#### BRIEF:
Answer these questions from the America's Cup extract:
(a) Which two venues are still under consideration?
(b) In what year did the yacht America win the trophy, and around which island was that race sailed?
(c) From what score did Oracle come back, and by what final score did it retain the cup?

#### EXTRACT PROVIDED:
This week the defender, which has the right to choose, announced that the venues under consideration had been whittled down to two, dropping Chicago and concentrating on San Diego or Bermuda. The 2013 venue of San Francisco, where there had always been an uneasy relationship, had already been dropped, as had Newport, Rhode Island.
The event authority, effectively led by the Oracle team boss Sir Russell Coutts, holder of the cup, issued early last month the complex rules surrounding the structure of what will be AC35, the 35 defence since the yacht America won the 100 pound trophy in a race around the Isle of Wight in 1851.
Since Oracle came from 1-8 down to retain the cup 9-8 last September, with Ainslie making a significant contribution as a member of a crew skippered by the Australian Jimmy Spithill, this is the first time that all the challengers have met to discuss how the rules are being drawn up. Those rules were drafted by Oracle and the so-called Challenger of Record, the Hamilton Island Yacht Club and its Team Australia.

Dataset entries
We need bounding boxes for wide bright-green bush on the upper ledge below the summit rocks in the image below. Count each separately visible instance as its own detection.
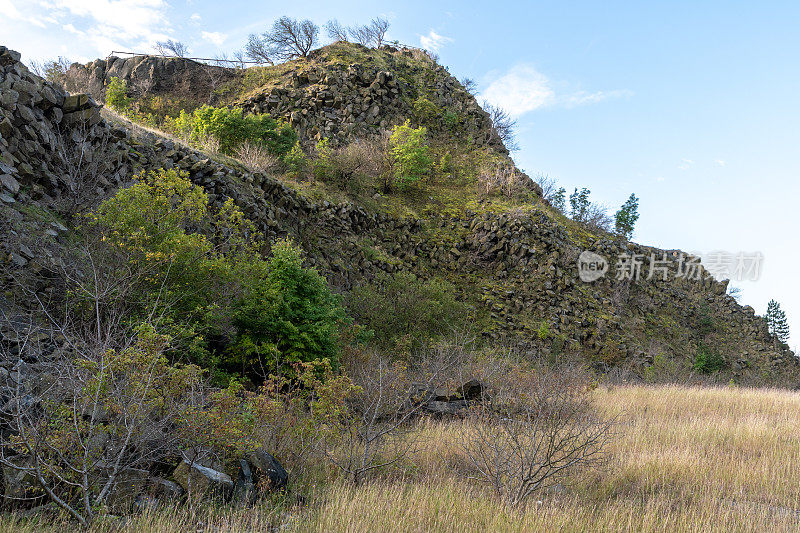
[173,105,298,156]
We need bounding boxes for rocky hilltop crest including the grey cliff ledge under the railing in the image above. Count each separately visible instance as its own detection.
[69,43,508,154]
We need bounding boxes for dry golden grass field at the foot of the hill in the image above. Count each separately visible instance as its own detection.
[6,386,800,532]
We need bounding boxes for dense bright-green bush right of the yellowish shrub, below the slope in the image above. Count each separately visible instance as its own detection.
[228,240,346,379]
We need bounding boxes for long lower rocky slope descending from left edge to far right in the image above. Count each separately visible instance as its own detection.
[0,43,797,380]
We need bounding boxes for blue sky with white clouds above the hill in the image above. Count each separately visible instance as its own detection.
[0,0,800,347]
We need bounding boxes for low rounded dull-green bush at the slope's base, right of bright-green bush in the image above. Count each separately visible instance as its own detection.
[346,272,467,354]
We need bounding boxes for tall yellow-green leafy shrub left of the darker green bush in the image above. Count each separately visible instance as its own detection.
[90,169,244,316]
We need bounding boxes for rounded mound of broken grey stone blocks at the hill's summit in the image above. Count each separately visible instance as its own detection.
[237,45,508,154]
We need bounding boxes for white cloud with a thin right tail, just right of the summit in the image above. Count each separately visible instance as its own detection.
[482,64,633,117]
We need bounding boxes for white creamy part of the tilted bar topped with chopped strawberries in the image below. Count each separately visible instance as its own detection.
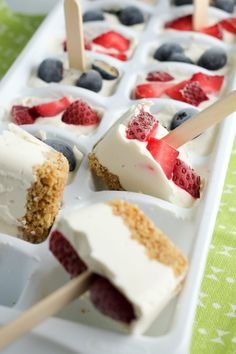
[93,103,204,207]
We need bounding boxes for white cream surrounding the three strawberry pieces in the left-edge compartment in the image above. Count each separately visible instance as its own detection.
[2,97,102,136]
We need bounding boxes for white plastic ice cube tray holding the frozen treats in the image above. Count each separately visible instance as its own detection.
[0,0,236,354]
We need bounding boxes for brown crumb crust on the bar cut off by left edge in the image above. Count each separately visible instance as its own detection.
[19,151,69,243]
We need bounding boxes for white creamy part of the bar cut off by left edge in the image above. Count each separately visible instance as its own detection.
[0,124,50,234]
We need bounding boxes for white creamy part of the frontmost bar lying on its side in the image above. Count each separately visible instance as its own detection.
[57,203,185,333]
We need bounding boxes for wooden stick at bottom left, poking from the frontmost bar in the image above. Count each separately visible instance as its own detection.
[0,271,94,350]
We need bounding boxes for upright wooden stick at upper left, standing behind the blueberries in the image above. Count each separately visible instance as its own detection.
[64,0,85,71]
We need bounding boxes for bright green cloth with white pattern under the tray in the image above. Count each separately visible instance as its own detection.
[0,0,236,354]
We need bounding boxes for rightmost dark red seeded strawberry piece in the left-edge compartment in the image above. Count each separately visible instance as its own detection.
[62,100,100,126]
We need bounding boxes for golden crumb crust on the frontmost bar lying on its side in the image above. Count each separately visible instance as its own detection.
[108,200,188,277]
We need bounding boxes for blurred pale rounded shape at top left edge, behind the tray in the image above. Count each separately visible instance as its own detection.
[6,0,58,14]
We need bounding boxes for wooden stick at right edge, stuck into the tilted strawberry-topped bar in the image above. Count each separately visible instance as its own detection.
[162,91,236,149]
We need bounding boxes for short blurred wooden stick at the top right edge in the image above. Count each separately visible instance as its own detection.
[193,0,209,31]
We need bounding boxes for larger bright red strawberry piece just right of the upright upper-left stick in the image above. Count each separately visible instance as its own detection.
[93,31,130,52]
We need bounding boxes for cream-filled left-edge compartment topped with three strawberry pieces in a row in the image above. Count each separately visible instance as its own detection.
[2,96,103,136]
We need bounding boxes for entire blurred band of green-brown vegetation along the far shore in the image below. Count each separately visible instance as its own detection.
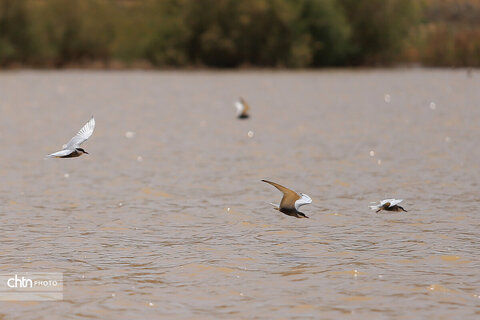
[0,0,480,68]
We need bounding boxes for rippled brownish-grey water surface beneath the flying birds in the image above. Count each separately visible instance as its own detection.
[0,69,480,319]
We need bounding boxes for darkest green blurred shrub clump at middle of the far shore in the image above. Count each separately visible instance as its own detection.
[178,0,349,67]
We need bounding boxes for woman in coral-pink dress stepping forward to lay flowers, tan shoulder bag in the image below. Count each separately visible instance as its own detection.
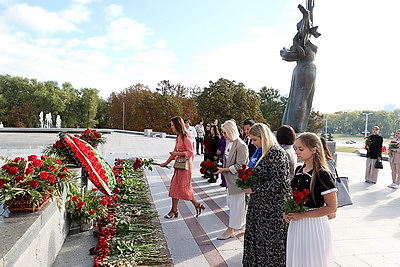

#### ANSWER:
(a) San Diego and Bermuda.
(b) 1851, in a race around the Isle of Wight.
(c) Oracle came back from 1-8 down and retained the cup 9-8.